--- Source extract ---
INTERVIEW! Ahead of his show on Oct 24 at Funkhaus, Scott Morgan aka Loscil talks his latest album "Equivalents", contrasting computer-driven music with nature and how his native Vancouver inspires his eerie soundscapes.

Image for Finding the ghost in the machine: Loscil

Photo by Dayna Szyndrowski. Catch Loscil aka Scott Morgan at Funkhaus on Oct 24, starts 20:30.

Echoing the gloomy, overcast, and awe-inspiring surroundings of his hometown, Vancouver’s Scott Morgan aka Loscil has spent the last 20 years at the forefront of ambient music. His latest work is a startling culmination of that project, eerie soundscapes overlaid with the barest strands of melody. We caught up with Morgan ahead of his show at Funkhaus on October 24.

What drew you to the source material of your latest album Equivalents [Alfred Stieglitz’s 1922 photography collection, also titled Equivalents, widely considered to be the first ‘abstract’ photography]?

The whole point of this record was to create a blank canvas for people to explore emotionally their own perspective. Stieglitz was really interested in style and expression, looking at something in an abstract way rather than a using method that was concrete and journalistic. One of the parts of that collection is called “Songs of the Sky”. I’m sort of an amateur photographer, and while I was looking into the history of the field I got kind of obsessed with it.
---
### What this exercise asks
#1 Repeat the part of the Loscil interview that begins at the words "The whole point" and stops after "obsessed with it.".
#2 Sum up the Loscil interview in two sentences.
The entries are separate material, apart from the interview.
--- Records provided ---
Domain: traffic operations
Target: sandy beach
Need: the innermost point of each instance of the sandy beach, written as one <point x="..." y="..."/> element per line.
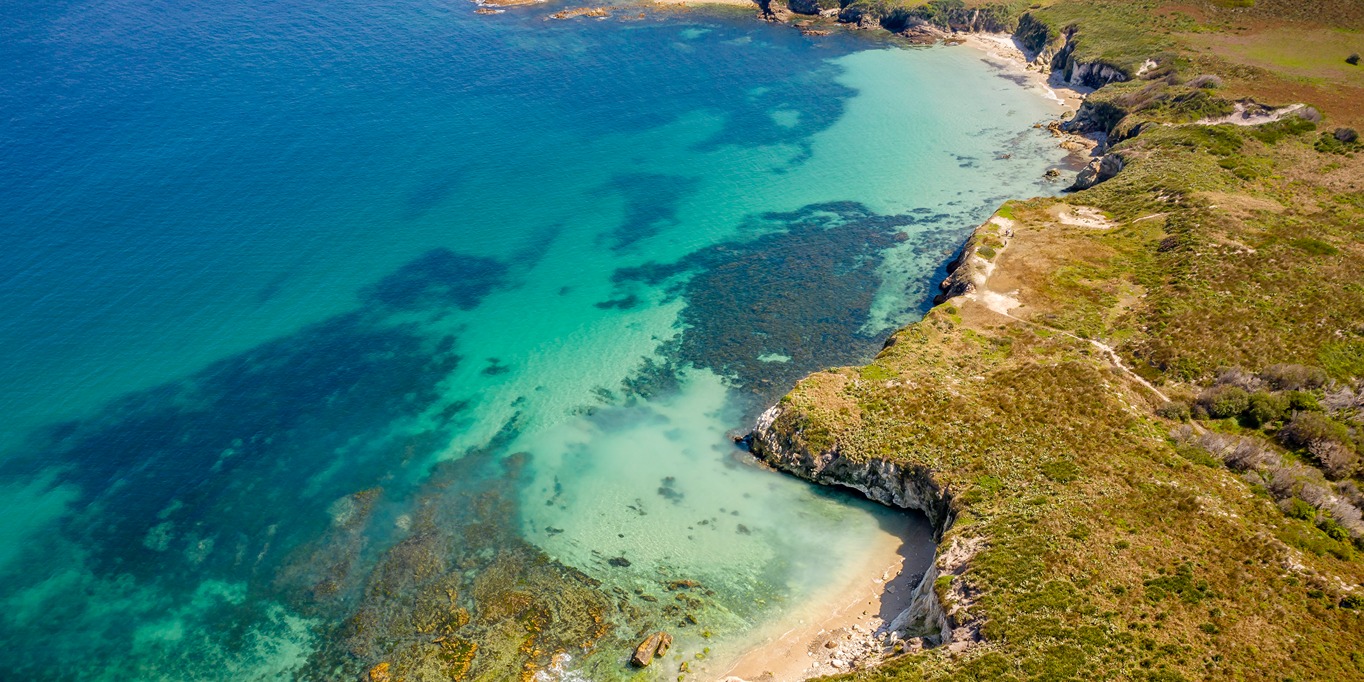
<point x="839" y="628"/>
<point x="1004" y="52"/>
<point x="733" y="3"/>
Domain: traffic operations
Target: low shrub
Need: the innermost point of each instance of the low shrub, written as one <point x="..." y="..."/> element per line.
<point x="1299" y="400"/>
<point x="1295" y="508"/>
<point x="1337" y="460"/>
<point x="1176" y="411"/>
<point x="1293" y="377"/>
<point x="1207" y="82"/>
<point x="1265" y="408"/>
<point x="1308" y="427"/>
<point x="1225" y="401"/>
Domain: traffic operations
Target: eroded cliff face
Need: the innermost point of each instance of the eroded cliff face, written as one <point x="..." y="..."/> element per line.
<point x="937" y="613"/>
<point x="1056" y="51"/>
<point x="776" y="441"/>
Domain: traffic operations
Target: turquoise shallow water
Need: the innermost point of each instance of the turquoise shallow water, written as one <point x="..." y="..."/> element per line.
<point x="358" y="333"/>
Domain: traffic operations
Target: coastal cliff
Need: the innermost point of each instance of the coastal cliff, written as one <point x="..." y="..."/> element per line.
<point x="1046" y="413"/>
<point x="778" y="441"/>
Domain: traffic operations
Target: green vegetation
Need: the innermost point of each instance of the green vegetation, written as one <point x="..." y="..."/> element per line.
<point x="1125" y="536"/>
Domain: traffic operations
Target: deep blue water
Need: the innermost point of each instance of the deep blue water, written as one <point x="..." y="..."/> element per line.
<point x="340" y="334"/>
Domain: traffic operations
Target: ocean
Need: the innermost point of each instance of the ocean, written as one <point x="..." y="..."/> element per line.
<point x="349" y="340"/>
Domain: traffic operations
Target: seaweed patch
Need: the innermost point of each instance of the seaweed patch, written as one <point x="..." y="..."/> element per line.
<point x="804" y="289"/>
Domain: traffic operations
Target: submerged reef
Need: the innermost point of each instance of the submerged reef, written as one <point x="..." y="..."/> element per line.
<point x="801" y="292"/>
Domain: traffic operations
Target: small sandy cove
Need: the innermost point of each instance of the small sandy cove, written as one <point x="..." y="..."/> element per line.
<point x="839" y="626"/>
<point x="1005" y="53"/>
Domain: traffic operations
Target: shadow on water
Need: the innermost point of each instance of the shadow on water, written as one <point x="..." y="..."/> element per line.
<point x="224" y="473"/>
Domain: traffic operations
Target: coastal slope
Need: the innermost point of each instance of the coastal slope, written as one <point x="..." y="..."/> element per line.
<point x="1135" y="416"/>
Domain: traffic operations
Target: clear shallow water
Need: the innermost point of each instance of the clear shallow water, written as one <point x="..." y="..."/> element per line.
<point x="347" y="333"/>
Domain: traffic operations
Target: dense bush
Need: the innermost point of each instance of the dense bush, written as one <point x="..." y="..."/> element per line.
<point x="1224" y="401"/>
<point x="1295" y="508"/>
<point x="1206" y="82"/>
<point x="1265" y="408"/>
<point x="1308" y="427"/>
<point x="1176" y="409"/>
<point x="1337" y="460"/>
<point x="1293" y="377"/>
<point x="1299" y="400"/>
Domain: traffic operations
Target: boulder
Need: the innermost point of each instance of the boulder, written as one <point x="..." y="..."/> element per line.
<point x="1100" y="169"/>
<point x="652" y="645"/>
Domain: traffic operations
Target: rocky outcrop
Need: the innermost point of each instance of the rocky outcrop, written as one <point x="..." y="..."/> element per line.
<point x="652" y="645"/>
<point x="939" y="607"/>
<point x="959" y="280"/>
<point x="775" y="441"/>
<point x="1100" y="169"/>
<point x="1056" y="51"/>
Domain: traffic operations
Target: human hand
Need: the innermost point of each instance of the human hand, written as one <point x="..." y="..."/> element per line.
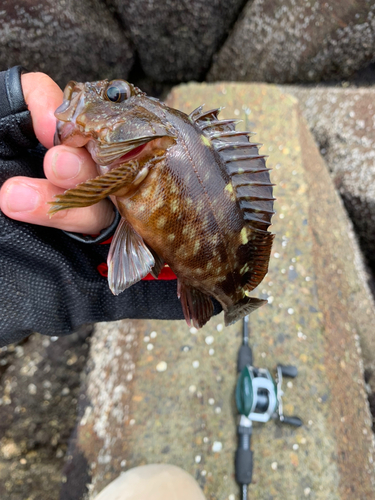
<point x="26" y="199"/>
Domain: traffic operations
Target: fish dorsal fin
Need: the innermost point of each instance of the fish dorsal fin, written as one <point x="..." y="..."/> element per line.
<point x="252" y="187"/>
<point x="245" y="166"/>
<point x="129" y="259"/>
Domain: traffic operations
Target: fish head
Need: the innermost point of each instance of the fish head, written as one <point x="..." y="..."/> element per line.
<point x="112" y="119"/>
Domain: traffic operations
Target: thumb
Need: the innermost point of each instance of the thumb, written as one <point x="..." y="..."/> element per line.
<point x="42" y="96"/>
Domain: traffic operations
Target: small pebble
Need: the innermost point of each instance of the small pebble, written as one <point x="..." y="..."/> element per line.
<point x="217" y="446"/>
<point x="32" y="389"/>
<point x="161" y="367"/>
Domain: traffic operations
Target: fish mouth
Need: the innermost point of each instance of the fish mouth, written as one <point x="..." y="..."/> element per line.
<point x="68" y="130"/>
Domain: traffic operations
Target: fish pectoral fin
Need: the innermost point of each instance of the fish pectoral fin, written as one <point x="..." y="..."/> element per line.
<point x="129" y="258"/>
<point x="243" y="307"/>
<point x="92" y="191"/>
<point x="196" y="305"/>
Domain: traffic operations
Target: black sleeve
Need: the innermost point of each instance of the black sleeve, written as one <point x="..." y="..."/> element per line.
<point x="49" y="283"/>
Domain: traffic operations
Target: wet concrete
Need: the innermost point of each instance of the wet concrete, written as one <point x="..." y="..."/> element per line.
<point x="160" y="392"/>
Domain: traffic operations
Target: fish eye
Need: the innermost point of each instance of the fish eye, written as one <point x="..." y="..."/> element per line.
<point x="117" y="91"/>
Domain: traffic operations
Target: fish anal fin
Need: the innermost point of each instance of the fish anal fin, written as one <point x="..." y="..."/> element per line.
<point x="92" y="191"/>
<point x="129" y="258"/>
<point x="159" y="264"/>
<point x="254" y="256"/>
<point x="196" y="305"/>
<point x="243" y="307"/>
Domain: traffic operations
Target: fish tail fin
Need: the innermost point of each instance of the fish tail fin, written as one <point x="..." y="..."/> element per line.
<point x="243" y="307"/>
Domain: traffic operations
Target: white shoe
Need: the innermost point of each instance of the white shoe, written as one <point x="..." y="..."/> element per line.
<point x="153" y="482"/>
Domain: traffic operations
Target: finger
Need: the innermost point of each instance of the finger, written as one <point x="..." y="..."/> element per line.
<point x="66" y="167"/>
<point x="26" y="200"/>
<point x="43" y="96"/>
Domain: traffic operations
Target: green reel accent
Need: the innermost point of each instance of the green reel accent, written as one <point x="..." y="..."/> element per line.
<point x="244" y="392"/>
<point x="256" y="394"/>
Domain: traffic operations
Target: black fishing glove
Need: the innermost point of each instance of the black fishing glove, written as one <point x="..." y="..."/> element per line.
<point x="49" y="282"/>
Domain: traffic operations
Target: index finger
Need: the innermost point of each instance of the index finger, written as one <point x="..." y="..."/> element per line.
<point x="43" y="96"/>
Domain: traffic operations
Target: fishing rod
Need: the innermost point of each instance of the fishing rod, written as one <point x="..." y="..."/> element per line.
<point x="258" y="399"/>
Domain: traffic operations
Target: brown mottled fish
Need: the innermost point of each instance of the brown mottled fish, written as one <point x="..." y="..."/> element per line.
<point x="192" y="191"/>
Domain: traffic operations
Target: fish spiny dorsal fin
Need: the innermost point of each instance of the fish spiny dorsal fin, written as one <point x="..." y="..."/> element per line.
<point x="245" y="166"/>
<point x="252" y="187"/>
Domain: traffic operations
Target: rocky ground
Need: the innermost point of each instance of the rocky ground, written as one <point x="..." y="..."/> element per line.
<point x="324" y="52"/>
<point x="73" y="420"/>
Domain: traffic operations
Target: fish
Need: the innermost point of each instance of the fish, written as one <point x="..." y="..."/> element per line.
<point x="193" y="193"/>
---
### The answers
#1
The whole point of this record was to create a blank canvas for people to explore emotionally their own perspective. Stieglitz was really interested in style and expression, looking at something in an abstract way rather than a using method that was concrete and journalistic. One of the parts of that collection is called “Songs of the Sky”. I’m sort of an amateur photographer, and while I was looking into the history of the field I got kind of obsessed with it.

#2 Vancouver's Scott Morgan, known as Loscil, has spent 20 years at the forefront of ambient music and was interviewed ahead of his October 24 show at Funkhaus. He says his latest album, Equivalents, draws on Alfred Stieglitz's 1922 photography collection of the same name and was meant as a blank canvas for listeners to explore their own emotional perspective.